Entries for bounding box labeling:
* * * * * * *
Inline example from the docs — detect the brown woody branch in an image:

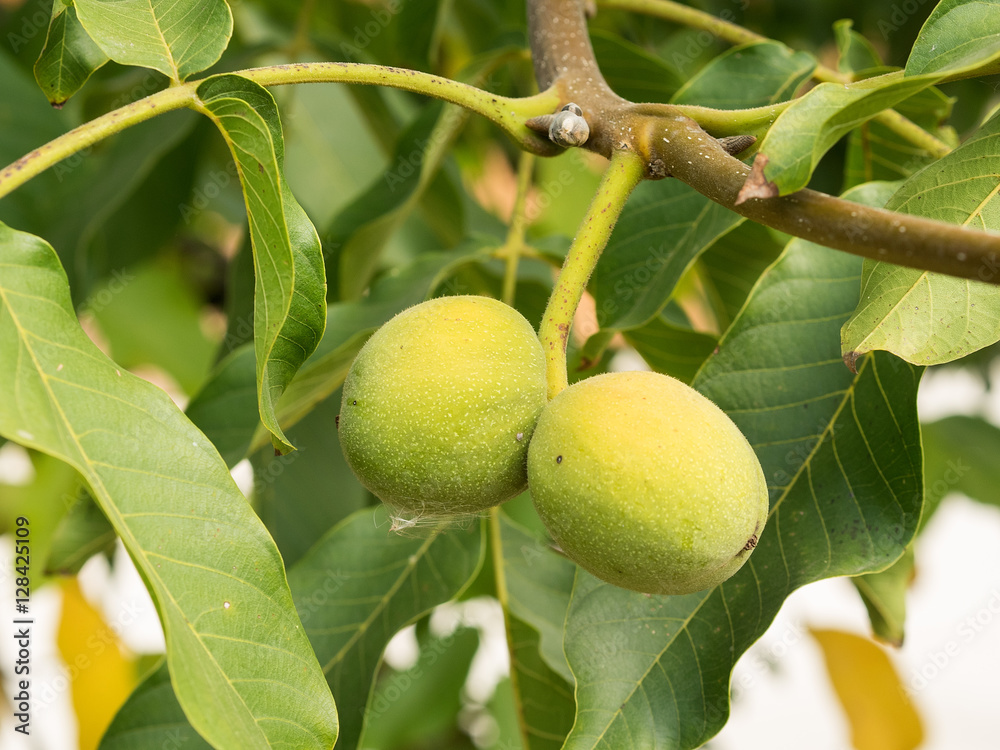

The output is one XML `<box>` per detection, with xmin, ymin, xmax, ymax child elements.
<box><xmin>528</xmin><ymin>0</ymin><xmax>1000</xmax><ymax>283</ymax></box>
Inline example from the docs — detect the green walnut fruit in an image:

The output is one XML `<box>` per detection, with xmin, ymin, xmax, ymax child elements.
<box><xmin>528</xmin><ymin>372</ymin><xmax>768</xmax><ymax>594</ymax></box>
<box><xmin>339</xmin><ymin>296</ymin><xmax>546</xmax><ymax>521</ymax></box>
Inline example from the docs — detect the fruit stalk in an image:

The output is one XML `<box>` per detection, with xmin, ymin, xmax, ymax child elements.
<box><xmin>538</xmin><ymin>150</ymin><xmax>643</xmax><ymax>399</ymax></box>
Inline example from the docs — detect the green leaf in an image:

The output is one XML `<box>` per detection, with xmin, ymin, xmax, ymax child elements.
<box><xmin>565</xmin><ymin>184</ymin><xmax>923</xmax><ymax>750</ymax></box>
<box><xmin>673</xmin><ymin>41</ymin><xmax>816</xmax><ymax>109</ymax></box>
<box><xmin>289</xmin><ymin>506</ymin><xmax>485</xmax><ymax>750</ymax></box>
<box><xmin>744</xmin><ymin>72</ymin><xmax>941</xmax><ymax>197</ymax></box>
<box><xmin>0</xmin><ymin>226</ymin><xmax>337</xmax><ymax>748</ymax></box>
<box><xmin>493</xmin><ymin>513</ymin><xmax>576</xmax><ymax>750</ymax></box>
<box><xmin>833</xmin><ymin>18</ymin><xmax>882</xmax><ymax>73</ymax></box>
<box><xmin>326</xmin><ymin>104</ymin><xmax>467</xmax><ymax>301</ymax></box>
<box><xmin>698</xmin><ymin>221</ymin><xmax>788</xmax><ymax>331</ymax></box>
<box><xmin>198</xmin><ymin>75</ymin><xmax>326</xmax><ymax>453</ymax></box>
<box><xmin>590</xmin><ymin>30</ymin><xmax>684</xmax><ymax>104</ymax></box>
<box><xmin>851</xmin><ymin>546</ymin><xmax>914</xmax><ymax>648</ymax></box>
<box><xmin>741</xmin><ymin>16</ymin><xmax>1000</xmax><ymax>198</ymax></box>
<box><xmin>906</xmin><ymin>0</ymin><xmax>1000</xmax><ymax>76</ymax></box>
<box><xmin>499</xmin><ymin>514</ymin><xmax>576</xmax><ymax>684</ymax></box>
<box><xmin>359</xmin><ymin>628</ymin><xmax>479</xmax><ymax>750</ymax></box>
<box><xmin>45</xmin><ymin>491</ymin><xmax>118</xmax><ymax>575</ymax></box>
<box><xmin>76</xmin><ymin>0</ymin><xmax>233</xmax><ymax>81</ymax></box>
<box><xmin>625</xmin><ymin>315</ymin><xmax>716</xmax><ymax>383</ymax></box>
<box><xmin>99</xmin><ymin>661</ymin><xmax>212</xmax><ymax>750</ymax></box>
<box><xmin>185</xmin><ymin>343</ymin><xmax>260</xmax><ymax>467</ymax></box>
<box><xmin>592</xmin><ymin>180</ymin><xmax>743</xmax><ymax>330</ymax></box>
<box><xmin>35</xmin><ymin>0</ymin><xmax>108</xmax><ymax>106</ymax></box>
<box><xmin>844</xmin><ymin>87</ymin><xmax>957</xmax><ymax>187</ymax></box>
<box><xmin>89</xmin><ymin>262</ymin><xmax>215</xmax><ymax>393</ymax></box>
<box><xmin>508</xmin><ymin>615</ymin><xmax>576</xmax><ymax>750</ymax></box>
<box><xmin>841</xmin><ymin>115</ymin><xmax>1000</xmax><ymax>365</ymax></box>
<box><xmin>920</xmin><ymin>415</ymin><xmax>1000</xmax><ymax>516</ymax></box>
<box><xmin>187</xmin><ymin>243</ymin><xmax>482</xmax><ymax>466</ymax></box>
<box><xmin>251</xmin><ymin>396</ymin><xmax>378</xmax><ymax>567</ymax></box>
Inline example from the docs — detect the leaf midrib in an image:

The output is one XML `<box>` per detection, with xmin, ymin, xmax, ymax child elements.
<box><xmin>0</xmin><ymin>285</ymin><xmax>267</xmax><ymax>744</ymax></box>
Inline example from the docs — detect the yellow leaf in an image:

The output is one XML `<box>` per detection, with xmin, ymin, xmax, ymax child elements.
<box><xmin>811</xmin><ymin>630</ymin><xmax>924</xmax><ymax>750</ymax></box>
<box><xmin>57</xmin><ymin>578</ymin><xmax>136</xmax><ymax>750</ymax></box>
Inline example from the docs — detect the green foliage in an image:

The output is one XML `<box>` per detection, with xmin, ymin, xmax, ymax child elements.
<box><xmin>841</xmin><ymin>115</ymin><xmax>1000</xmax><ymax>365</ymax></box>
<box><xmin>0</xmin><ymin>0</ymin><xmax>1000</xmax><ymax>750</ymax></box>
* * * * * * *
Requirement:
Recast the records above as a two-column CSV with the columns instruction and boxes, one row per record, putting each record's text and its answer in separate quoted fields with line breaks replaced by spaces. Omit the pictures.

Final result:
instruction,boxes
"Inline example from the docs — detect the brown woody branch in an image: The output is one XML `<box>` per detection, with xmin, ymin, xmax, ymax child elements.","<box><xmin>528</xmin><ymin>0</ymin><xmax>1000</xmax><ymax>283</ymax></box>"
"Inline example from the docs — detect the green walnut fruit in an image: The output is one XML `<box>` per detection, with xmin, ymin, xmax, ymax child elements.","<box><xmin>528</xmin><ymin>372</ymin><xmax>768</xmax><ymax>594</ymax></box> <box><xmin>339</xmin><ymin>296</ymin><xmax>546</xmax><ymax>521</ymax></box>"
"Inline example from the docs — detect the fruit stalk in an image: The output is one XML `<box>` per detection, with xmin, ymin, xmax, ymax child elements.","<box><xmin>538</xmin><ymin>150</ymin><xmax>643</xmax><ymax>399</ymax></box>"
"Inline example from the docs — detect the green leaf in an image: The output is one XML `<box>` per detection, with xmin, ymin, xmax, ymax child elements.","<box><xmin>565</xmin><ymin>184</ymin><xmax>923</xmax><ymax>750</ymax></box> <box><xmin>673</xmin><ymin>41</ymin><xmax>816</xmax><ymax>109</ymax></box> <box><xmin>289</xmin><ymin>506</ymin><xmax>485</xmax><ymax>750</ymax></box> <box><xmin>744</xmin><ymin>72</ymin><xmax>941</xmax><ymax>197</ymax></box> <box><xmin>0</xmin><ymin>226</ymin><xmax>337</xmax><ymax>748</ymax></box> <box><xmin>493</xmin><ymin>513</ymin><xmax>576</xmax><ymax>750</ymax></box> <box><xmin>833</xmin><ymin>18</ymin><xmax>882</xmax><ymax>73</ymax></box> <box><xmin>326</xmin><ymin>104</ymin><xmax>467</xmax><ymax>301</ymax></box> <box><xmin>698</xmin><ymin>221</ymin><xmax>788</xmax><ymax>331</ymax></box> <box><xmin>198</xmin><ymin>75</ymin><xmax>326</xmax><ymax>453</ymax></box> <box><xmin>590</xmin><ymin>30</ymin><xmax>684</xmax><ymax>104</ymax></box> <box><xmin>851</xmin><ymin>546</ymin><xmax>914</xmax><ymax>648</ymax></box> <box><xmin>741</xmin><ymin>16</ymin><xmax>1000</xmax><ymax>198</ymax></box> <box><xmin>906</xmin><ymin>0</ymin><xmax>1000</xmax><ymax>76</ymax></box> <box><xmin>499</xmin><ymin>514</ymin><xmax>576</xmax><ymax>684</ymax></box> <box><xmin>359</xmin><ymin>628</ymin><xmax>479</xmax><ymax>750</ymax></box> <box><xmin>45</xmin><ymin>491</ymin><xmax>118</xmax><ymax>575</ymax></box> <box><xmin>76</xmin><ymin>0</ymin><xmax>233</xmax><ymax>81</ymax></box> <box><xmin>625</xmin><ymin>315</ymin><xmax>716</xmax><ymax>383</ymax></box> <box><xmin>99</xmin><ymin>661</ymin><xmax>212</xmax><ymax>750</ymax></box> <box><xmin>185</xmin><ymin>343</ymin><xmax>260</xmax><ymax>467</ymax></box> <box><xmin>592</xmin><ymin>180</ymin><xmax>743</xmax><ymax>330</ymax></box> <box><xmin>35</xmin><ymin>0</ymin><xmax>108</xmax><ymax>106</ymax></box> <box><xmin>844</xmin><ymin>87</ymin><xmax>957</xmax><ymax>187</ymax></box> <box><xmin>89</xmin><ymin>262</ymin><xmax>215</xmax><ymax>393</ymax></box> <box><xmin>508</xmin><ymin>615</ymin><xmax>576</xmax><ymax>750</ymax></box> <box><xmin>841</xmin><ymin>115</ymin><xmax>1000</xmax><ymax>365</ymax></box> <box><xmin>920</xmin><ymin>415</ymin><xmax>1000</xmax><ymax>516</ymax></box> <box><xmin>187</xmin><ymin>243</ymin><xmax>482</xmax><ymax>466</ymax></box> <box><xmin>251</xmin><ymin>396</ymin><xmax>378</xmax><ymax>567</ymax></box>"
"Inline example from the docs — detect the leaf midrib in an image: The output is one XML `<box>` per detection, with xmin, ymin, xmax, ymax child elements.","<box><xmin>0</xmin><ymin>285</ymin><xmax>267</xmax><ymax>744</ymax></box>"
"Inline example from the docs — detect the yellow leaf in an image: The output is one XML `<box>` per detection, with xmin, ymin, xmax, ymax child elements.","<box><xmin>811</xmin><ymin>630</ymin><xmax>924</xmax><ymax>750</ymax></box> <box><xmin>57</xmin><ymin>578</ymin><xmax>136</xmax><ymax>750</ymax></box>"
"Inline example from the docs — detect the green foliage in an image: The output is one XML `<box>` per detection, with xmin, ymin, xmax, ymax child elements.","<box><xmin>841</xmin><ymin>115</ymin><xmax>1000</xmax><ymax>365</ymax></box> <box><xmin>0</xmin><ymin>0</ymin><xmax>1000</xmax><ymax>750</ymax></box>"